## PARTS OF THE EXERCISE
**A)** In the Sergeant Thunderhoof interview, rewrite the paragraph beginning "I’ve known Jim and Darren since school" as a short list that keeps its main facts.
**B)** Carry on the Sergeant Thunderhoof interview from the point where it stops.

## PAGE EXCERPT

#####

Sergeant Thunderhoof are hard to pigeonhole, on one hand it's clear to see them dip into genres such as psych rock, but on the other they are so experimental with their music that it seems absurdly silly to lock them down like that. As you'll find out when you read on this is because they have given up on "making it" in the music industry. Furthermore, find out why they have a magnificent name, and why their new album, Terra Solus, may just be your album of the year...

Question. Sergeant Thunderhoof is probably my favourite band name of all time, how did that come about?
Sergeant Thunderhoof:
We knew we wanted a name which conveyed a theme or character. None of us in the band are particularly extravagant or charismatic to the extent that we feel comfortable having pictures of ourselves all over the place. I guess having a name like ours takes it away from us as individuals and allows us to hide behind it. So we just sat down and started tossing around names like ‘Captain Thunderclap’ and so on. Sergeant Thunderhoof seemed to have a nice rhythm to it. I can’t remember who specifically came up with it, but it has shaped the sound of the band massively in my opinion.

Q. What is the usual response when you tell people about your band name?
It usually results in either a smile or a derisory rolling of the eyes. I guess some people assume we must be a joke band, but I think music can be taken pretty seriously.

Q. How was the band formed?
I’ve known Jim and Darren since school, we were in a band called Indica together back in the late nineties until 2005. We always remained friends but pretty much fell out of touch for a while. Darren and I carried on with other musical projects and I also started working with Mark in a bar band around 2008. I think it was in the winter of 2013 when we all got together, initially just to have a jam and catch up. I hadn’t seen much of Jim at all for years so it was a nice way of reconnecting. Luckily, it turned out that there was a special chemistry with the line-up so we eventually recorded a bunch of songs which turned into the ‘Zigurat’ Ep. We recorded that before we even played our first gig.

Q. Given just one word, how would you describe your music?

Q. Listening to your music is genuinely an experience, how do you go about creating music like that?

#####

[Data records about object locations]

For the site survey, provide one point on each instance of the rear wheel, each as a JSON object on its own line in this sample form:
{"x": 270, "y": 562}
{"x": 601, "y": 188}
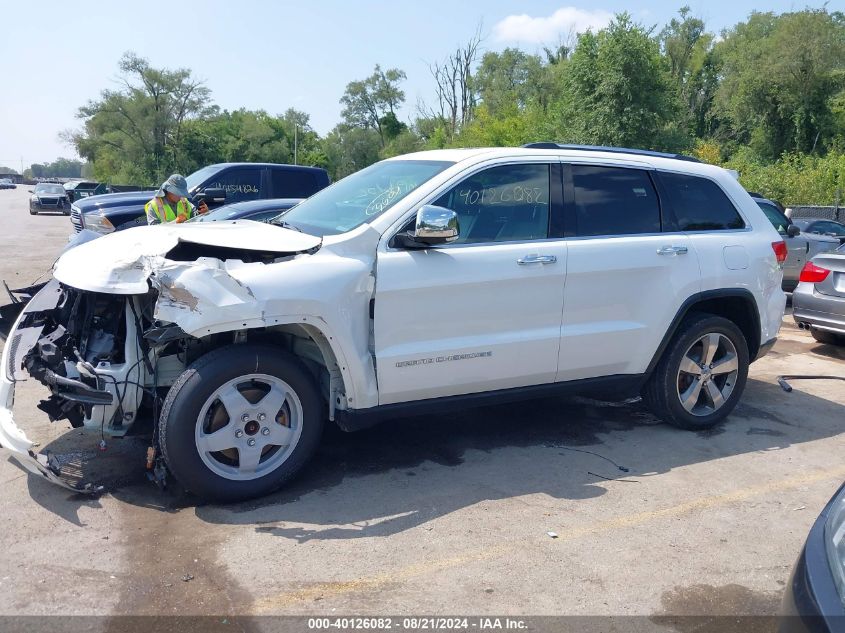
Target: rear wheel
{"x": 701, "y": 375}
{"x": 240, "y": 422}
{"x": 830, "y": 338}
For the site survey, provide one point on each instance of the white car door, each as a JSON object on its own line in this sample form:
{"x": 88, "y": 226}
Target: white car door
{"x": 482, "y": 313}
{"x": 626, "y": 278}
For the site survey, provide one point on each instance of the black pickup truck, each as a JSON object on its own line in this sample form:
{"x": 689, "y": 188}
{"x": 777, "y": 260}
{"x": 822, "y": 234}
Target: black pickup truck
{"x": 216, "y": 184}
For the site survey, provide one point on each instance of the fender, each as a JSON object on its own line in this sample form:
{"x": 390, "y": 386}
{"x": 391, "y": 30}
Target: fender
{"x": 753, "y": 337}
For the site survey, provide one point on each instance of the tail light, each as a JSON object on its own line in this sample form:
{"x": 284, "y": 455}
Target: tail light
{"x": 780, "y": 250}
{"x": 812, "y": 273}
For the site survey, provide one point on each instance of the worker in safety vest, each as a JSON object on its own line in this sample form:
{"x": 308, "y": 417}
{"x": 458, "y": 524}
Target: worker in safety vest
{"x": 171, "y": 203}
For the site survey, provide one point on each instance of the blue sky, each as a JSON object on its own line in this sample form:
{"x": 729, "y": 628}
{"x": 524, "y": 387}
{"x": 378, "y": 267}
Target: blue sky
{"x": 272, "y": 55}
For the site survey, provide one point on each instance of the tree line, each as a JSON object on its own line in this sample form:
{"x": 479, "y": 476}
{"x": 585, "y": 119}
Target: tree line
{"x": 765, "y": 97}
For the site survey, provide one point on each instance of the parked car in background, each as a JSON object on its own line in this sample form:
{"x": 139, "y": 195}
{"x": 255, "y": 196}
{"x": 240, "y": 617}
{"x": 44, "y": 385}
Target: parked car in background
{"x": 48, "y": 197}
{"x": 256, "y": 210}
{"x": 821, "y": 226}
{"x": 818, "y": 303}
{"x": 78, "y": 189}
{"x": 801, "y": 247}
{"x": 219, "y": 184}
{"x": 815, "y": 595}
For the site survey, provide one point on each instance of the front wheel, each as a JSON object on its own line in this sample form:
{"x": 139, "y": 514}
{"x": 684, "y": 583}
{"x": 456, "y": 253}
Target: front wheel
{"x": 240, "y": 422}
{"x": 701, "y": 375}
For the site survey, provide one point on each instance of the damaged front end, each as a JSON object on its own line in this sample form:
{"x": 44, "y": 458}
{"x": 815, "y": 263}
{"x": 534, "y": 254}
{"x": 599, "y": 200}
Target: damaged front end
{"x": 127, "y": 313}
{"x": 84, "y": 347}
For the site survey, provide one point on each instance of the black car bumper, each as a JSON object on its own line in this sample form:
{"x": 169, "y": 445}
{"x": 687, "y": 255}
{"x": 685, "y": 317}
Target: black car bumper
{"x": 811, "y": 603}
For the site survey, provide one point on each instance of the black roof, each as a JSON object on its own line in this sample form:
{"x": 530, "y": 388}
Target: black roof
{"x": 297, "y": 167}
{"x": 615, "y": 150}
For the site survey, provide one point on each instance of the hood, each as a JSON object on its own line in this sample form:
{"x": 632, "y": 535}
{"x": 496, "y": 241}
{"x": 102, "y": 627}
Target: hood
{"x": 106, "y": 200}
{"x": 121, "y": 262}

#####

## ANSWERS TO THE TASKS
**A)**
- The speaker has known Jim and Darren since school; they played together in a band called Indica from the late nineties until 2005.
- They stayed friends but largely lost touch for a while.
- Darren and the speaker continued with other musical projects, and around 2008 the speaker began working with Mark in a bar band.
- In winter 2013, as the speaker recalls, all four got together to jam and catch up, which let the speaker reconnect with Jim.
- The line-up had a special chemistry, and they recorded a set of songs that became the ‘Zigurat’ Ep before playing their first gig.

**B)**
It usually always happens spontaneously when we’re jamming. Someone will start making noise and we’ll all join in at some point. We record all our practices, so 90% of what we jam gets abandoned and we’re left with 10% of stuff which has potential. We’ll then come back to it a week later and see if we can make it in to a song,

Q. What is your creative process like?
It’s interesting as we all bring something unique to the table. Jim and Mark are very adept at pulling a huge riff out of the ether. Darren approaches his parts in a very holistic way, he’s always concerned with the riff first over his own ego which I’ve always admired. He’ll do whatever he thinks best serves the song. I think my main talent is in arranging and a lot of the time I’ll find myself conducting the proceedings with hand and voice commands until we all think we’ve hit the sweet spot.

Q. How hard is it to continue creating psych infused rock, in a generation where it doesn’t get the love it deserves?
It’s not hard at all for us because we all genuinely don’t care anymore! We’re not bothered if no-one else likes what we do or whether there’s even a market for it. We stopped caring about ‘making it’ in the music business years ago. I think that removing that pressure has helped liberate us and it allows us to take risks in a musical sense. We often get lumped in to the ‘stoner rock’, ‘doom’, ‘desert’, ‘psychedelic’ scenes but we’ve never looked at it in that way. We just play music that makes us smile and laugh and enjoy ourselves. The fact that we’ve refused a number of record deals has been a massive bonus for us. We communicate and sell directly to our fans and I love that.

Q. How often are you writing and going into the studio?
We’ll generally always have something we’re working on or is on the back burner for later exploration. We treat each album as its own project, so once we release something we’ll change the live set to incorporate and include as much of that as possible. I happen to own a music studio which obviously helps us to achieve our goals and so it’s very easy for us to pop in and out of the studio when we have something ready to go.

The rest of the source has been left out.